◆ **Prompt 1**
According to the announcement about The Stanford Emerging Tech Review, who will provide operational leadership to the project?
◆ **Prompt 2**
Write the next part of the announcement about The Stanford Emerging Tech Review, picking up after its final sentence.

◆ **Passage to read**
════════

During keynote remarks at the Hoover Institution’s 2022 Tech Track II Symposium, Hoover Institution director Condoleezza Rice announced the Fall 2023 publication of The Stanford Emerging Tech Review, a new multidisciplinary collaboration in which scholars and experts from Stanford will summarize contributions of university researchers in areas of critical technology over the past year.

In addition to advising US government officials and private-sector leaders on recent advances at Stanford in key technology areas, the first annual publication of The Review will examine the potential challenges, opportunities, and consequences of their use.

Rice noted that The Review will be driven by expert scientists, not just policy scholars. “As a research institution at Stanford and in Silicon Valley, Hoover's work can address the most pressing needs faced by government and industry leaders in understanding the effects of technology and innovation. This collaboration with Stanford streamlines the communication between scientists on the cutting edge of innovation and policy makers to better assess the benefits and challenges that frontier technologies might have on society as a whole,” Rice said.

The Review was born out of the 2021 Tech Track II Symposium at the Hoover Institution, which illuminated the need to provide a single comprehensive resource for the policy ramifications of cutting-edge research being conducted on the Stanford campus.

Technology areas featured in the report will change each year based on on-campus developments and US government critical technology lists. The inaugural issue of The Review will focus on ten sectors: (1) artificial intelligence; (2) biotechnology and synthetic biology; (3) cryptography and blockchain; (4) energy generation, storage, and transmission; (5) nanomaterials; (6) neuroscience; (7) nuclear technologies; (8) robotics; (9) semiconductors; and (10) space satellites, communications, and propulsion.

The Review will be guided and overseen by a council of Stanford faculty members from various fields related to science, engineering, technology, public policy, and economics. Each faculty council member will focus on one of the ten sectors listed above. Respectively, they will lead regular discussions intended to exchange ideas with experts in key technological areas; receive feedback on the accuracy of articles prior to The Review’s publication; and participate in outreach events and briefings to stakeholders in academia, industry, and the government.

The faculty council will be cochaired by Condoleezza Rice, director of the Hoover Institution; Jennifer Widom, dean of Stanford University’s School of Engineering; John Taylor, Hoover senior fellow and Stanford professor of economics; and Amy Zegart, senior fellow at the Hoover Institution and at Stanford’s Freeman Spogli Institute. The Review also includes an advisory board formed of industry leaders, distinguished academics, and senior government officials who will offer expertise about critical issues and trends. Herb Lin, the Hoover Institution’s Hank J. Holland Fellow in Cyber Security and Policy, will provide operational leadership to the project.

════════

Region pointing data:
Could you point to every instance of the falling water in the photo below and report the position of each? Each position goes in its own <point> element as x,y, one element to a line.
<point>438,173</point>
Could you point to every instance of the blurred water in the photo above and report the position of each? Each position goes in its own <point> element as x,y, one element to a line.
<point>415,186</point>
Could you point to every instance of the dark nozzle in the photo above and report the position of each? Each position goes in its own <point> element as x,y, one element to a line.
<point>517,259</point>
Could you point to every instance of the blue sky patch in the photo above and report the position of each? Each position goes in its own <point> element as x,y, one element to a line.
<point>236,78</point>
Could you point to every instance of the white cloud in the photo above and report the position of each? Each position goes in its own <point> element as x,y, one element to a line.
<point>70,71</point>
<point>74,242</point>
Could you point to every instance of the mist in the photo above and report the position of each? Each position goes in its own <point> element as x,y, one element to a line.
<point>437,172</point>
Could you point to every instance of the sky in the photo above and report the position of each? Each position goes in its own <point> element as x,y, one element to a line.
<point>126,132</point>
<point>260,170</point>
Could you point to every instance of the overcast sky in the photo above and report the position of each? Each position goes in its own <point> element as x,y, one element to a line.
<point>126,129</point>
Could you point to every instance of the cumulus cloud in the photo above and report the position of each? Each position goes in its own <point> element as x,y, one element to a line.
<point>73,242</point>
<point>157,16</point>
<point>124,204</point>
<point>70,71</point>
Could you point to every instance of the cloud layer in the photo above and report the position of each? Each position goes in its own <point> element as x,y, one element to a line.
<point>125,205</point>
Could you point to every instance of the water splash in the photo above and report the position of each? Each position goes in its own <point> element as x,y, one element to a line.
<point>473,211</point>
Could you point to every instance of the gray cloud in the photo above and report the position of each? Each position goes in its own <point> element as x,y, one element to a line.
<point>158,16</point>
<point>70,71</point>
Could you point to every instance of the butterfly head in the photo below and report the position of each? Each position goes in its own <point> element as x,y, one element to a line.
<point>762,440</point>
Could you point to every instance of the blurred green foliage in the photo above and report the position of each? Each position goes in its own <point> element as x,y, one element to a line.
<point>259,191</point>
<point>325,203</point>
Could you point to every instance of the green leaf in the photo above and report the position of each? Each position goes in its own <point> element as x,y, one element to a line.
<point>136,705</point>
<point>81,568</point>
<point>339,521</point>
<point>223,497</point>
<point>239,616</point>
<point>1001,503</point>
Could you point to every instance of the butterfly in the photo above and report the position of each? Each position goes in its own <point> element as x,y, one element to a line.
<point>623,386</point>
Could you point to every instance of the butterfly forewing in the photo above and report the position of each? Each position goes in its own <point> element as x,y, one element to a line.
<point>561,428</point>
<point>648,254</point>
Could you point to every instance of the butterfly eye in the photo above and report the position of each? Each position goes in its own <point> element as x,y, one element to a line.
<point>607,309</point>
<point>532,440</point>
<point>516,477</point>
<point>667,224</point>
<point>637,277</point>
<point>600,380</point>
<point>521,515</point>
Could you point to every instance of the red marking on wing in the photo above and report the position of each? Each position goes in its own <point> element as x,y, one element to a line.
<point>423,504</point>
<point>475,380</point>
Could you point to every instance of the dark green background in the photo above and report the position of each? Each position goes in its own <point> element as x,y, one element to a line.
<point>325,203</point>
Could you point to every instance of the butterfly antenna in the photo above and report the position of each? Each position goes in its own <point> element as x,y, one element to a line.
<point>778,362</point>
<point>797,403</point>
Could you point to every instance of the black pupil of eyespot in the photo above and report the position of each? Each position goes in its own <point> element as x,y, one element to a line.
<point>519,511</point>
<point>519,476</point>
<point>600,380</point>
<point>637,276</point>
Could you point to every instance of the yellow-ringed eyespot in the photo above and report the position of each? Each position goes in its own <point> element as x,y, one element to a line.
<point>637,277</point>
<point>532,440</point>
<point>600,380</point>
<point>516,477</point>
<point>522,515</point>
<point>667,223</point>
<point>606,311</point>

════════

◆ **Written response 1**
Herb Lin, the Hoover Institution's Hank J. Holland Fellow in Cyber Security and Policy.

◆ **Written response 2**
In her remarks, Widom noted the unique collaboration The Review will offer. “One of my goals has been for the School of Engineering to be more collaborative across the entire Stanford campus,” she said. “I can’t think of a better opportunity than to join Condi and her colleagues in this enterprise. I think it will be incredibly impactful, and I look forward to the School of Engineering collaborating in what, for us, will be a new and far-reaching type of impact.”

Confirmed Faculty Council members include Zhenan Bao (nanomaterials), Dan Boneh (cryptography and blockchain), Yi Cui (energy generation, storage, and transmission), Simone D’Amico (space), Drew Endy (biotechnology and synthetic biology), Mark Horowitz (semiconductors), Fei-Fei Li (artificial intelligence), Allison Okamura (robotics), Kang Shen (neuroscience).

The Advisory Board members include: Steve Chu, Bob Gates, Sue Gordon, John Hennessy, Jerry McNerney, Lloyd Minor, Eric Schmidt, and Tom Siebel, among others.

The convening of The Review was announced during the public reception portion of the 2022 Tech Track II Symposium, “Mobilizing the Private Sector in a New Political Era,” held Wednesday, November 30 at the Hoover Institution.

The 2022 symposium rallied senior US government officials, academic experts, and private sector leaders to focus on how America’s innovation industries can better advance the national interest based on lessons learned from the war in Ukraine and China’s increasingly aggressive posture in the Indo-Pacific, especially the threats it has made against Taiwan.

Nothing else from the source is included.